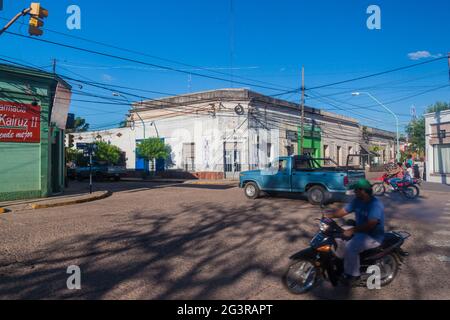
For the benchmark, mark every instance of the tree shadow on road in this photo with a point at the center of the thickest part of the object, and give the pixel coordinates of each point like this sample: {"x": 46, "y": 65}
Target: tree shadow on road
{"x": 198, "y": 252}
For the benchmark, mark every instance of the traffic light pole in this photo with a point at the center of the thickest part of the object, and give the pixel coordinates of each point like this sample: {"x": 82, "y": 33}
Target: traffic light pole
{"x": 90, "y": 170}
{"x": 24, "y": 12}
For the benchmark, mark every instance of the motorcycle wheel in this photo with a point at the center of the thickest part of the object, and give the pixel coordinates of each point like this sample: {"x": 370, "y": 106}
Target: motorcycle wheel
{"x": 411, "y": 192}
{"x": 301, "y": 276}
{"x": 379, "y": 189}
{"x": 389, "y": 267}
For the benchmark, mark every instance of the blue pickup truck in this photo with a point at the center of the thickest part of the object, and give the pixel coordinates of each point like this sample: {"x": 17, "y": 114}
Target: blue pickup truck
{"x": 300, "y": 174}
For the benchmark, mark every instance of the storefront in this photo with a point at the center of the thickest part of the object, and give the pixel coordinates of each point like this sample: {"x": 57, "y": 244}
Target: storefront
{"x": 33, "y": 114}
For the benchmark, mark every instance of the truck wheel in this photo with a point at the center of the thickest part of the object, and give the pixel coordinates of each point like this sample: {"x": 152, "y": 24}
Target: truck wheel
{"x": 251, "y": 190}
{"x": 318, "y": 195}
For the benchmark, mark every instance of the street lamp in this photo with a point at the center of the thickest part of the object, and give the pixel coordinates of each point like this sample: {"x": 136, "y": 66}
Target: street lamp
{"x": 116, "y": 94}
{"x": 355, "y": 94}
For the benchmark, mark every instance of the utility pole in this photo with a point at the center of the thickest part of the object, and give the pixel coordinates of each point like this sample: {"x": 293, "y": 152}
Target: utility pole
{"x": 448, "y": 55}
{"x": 24, "y": 12}
{"x": 54, "y": 66}
{"x": 302, "y": 123}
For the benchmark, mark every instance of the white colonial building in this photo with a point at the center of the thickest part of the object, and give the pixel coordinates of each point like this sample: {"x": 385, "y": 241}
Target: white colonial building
{"x": 217, "y": 134}
{"x": 437, "y": 144}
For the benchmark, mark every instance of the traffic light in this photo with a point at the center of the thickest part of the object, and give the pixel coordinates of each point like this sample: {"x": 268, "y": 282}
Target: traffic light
{"x": 37, "y": 13}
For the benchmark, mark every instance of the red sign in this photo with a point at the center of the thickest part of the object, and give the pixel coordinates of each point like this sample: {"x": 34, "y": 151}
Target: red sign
{"x": 20, "y": 122}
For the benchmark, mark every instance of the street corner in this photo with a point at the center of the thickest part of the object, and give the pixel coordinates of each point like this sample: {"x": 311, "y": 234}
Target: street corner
{"x": 99, "y": 195}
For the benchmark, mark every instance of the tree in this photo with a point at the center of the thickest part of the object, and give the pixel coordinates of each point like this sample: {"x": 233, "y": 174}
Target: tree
{"x": 153, "y": 148}
{"x": 75, "y": 156}
{"x": 416, "y": 128}
{"x": 108, "y": 153}
{"x": 80, "y": 125}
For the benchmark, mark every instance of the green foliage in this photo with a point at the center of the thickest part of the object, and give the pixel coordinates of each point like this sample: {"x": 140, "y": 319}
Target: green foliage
{"x": 438, "y": 106}
{"x": 108, "y": 153}
{"x": 80, "y": 125}
{"x": 416, "y": 128}
{"x": 74, "y": 155}
{"x": 153, "y": 148}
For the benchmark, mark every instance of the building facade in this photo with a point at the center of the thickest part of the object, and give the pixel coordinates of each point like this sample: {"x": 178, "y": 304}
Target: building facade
{"x": 217, "y": 134}
{"x": 33, "y": 105}
{"x": 437, "y": 144}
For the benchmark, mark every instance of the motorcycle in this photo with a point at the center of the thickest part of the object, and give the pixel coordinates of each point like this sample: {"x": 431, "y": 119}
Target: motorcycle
{"x": 319, "y": 262}
{"x": 407, "y": 188}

- - -

Set problem: Transcribe the records above exactly, leaving out every picture.

Exercise output:
For the benchmark, mark every instance of the tree shadow on road in this photo with a point at the center of the thickest part of the object, and give the pixel coordinates of each point like this sample: {"x": 46, "y": 65}
Target: tree shadow on road
{"x": 198, "y": 252}
For the benchmark, mark every instance of the traffic light pole in this photo with a point at the center of the thickest part of the object, and give the pixel coordinates of each point like this sample: {"x": 82, "y": 33}
Target: traffic light pole
{"x": 90, "y": 170}
{"x": 24, "y": 12}
For the benchmark, mark every instance of the motorcycle wheel in this photo with a point at the center of the thickest part of the object, and give the pixel coordinates of each point like this sample: {"x": 370, "y": 106}
Target: motorcycle wheel
{"x": 411, "y": 192}
{"x": 301, "y": 276}
{"x": 379, "y": 189}
{"x": 389, "y": 267}
For the benchmark, mark every instance of the blue pickup truck in this photo with a point at the center of the thickest part of the object, and give the pixel coordinates of each point like this sample: {"x": 17, "y": 114}
Target: blue pickup truck
{"x": 300, "y": 174}
For the benchmark, mark every instance of the storefront in this photo with a point at the center of the thickest part of the object, and give the pixel coordinates of each point like this sample: {"x": 57, "y": 244}
Target: storefront
{"x": 33, "y": 114}
For the benchmark, mark every instance of the truck wheel in this photo with a point at the center of the thickest part of the object, and give the pixel coordinates of each point like this sample: {"x": 152, "y": 24}
Target: truck wheel
{"x": 251, "y": 190}
{"x": 318, "y": 195}
For the benchmark, mark every instance of the street lamp in this photo with a point at the center of the thickest part of the object, and give the pixel coordinates of each point like this sample: {"x": 136, "y": 66}
Target: street lamp
{"x": 116, "y": 94}
{"x": 355, "y": 94}
For the benchmark, mark every instance of the utility pole in this photo with a point at the center of the thickest part of the object, and give the pixel coordinates of each point like this sample: {"x": 293, "y": 152}
Target: utility pole
{"x": 448, "y": 55}
{"x": 24, "y": 12}
{"x": 54, "y": 66}
{"x": 302, "y": 123}
For the benchmark, mark every instance of the white colonial building in this photo with a point at the center of the thickest part of the object, and give the pixel coordinates of each point like this sample: {"x": 385, "y": 241}
Target: white colonial building
{"x": 217, "y": 134}
{"x": 437, "y": 144}
For the benchmark, mark every instance of the traffic light in this photo with a point at the center of the thickest part of the object, and give the pixel coordinates of each point like this sample: {"x": 268, "y": 282}
Target: traffic light
{"x": 37, "y": 13}
For the benchmark, mark every instance of the red sign in this photo with a point at the center of the thickest part of the object, and give the pixel coordinates of each point like this sample: {"x": 34, "y": 151}
Target: red sign
{"x": 20, "y": 122}
For the benchmark, mark every instance of the street corner in this photo with a point at the center of the thickest part of the object, and give the pixel coordinates of each point like this sample: {"x": 311, "y": 234}
Target: street corner
{"x": 99, "y": 195}
For the benchmark, mark every instance of the tree in this photo with a point at the center of the thickest part of the object, and give the pixel coordinates of each point like this sample: {"x": 233, "y": 174}
Target: tree
{"x": 153, "y": 148}
{"x": 75, "y": 156}
{"x": 416, "y": 128}
{"x": 108, "y": 153}
{"x": 80, "y": 125}
For the benchmark, mark every instance of the green foliage in this photo with a point at the center of the thickest part of the object, and give the pixel coordinates of each point like this sample: {"x": 140, "y": 319}
Target: green foliage
{"x": 438, "y": 106}
{"x": 108, "y": 153}
{"x": 80, "y": 125}
{"x": 416, "y": 128}
{"x": 74, "y": 155}
{"x": 153, "y": 148}
For the benchmark, mark every instance of the building facade in this photo with a point at the center of the thickest part of the object, and give the pixel coordinates of each point like this sample: {"x": 178, "y": 304}
Target: building facade
{"x": 217, "y": 134}
{"x": 33, "y": 105}
{"x": 437, "y": 144}
For the benchmark, mark every instance of the motorcycle in this photo with a point at the center of the thickest part of the object, and give the pixel coordinates of each point like this sample: {"x": 431, "y": 119}
Target: motorcycle
{"x": 319, "y": 262}
{"x": 407, "y": 188}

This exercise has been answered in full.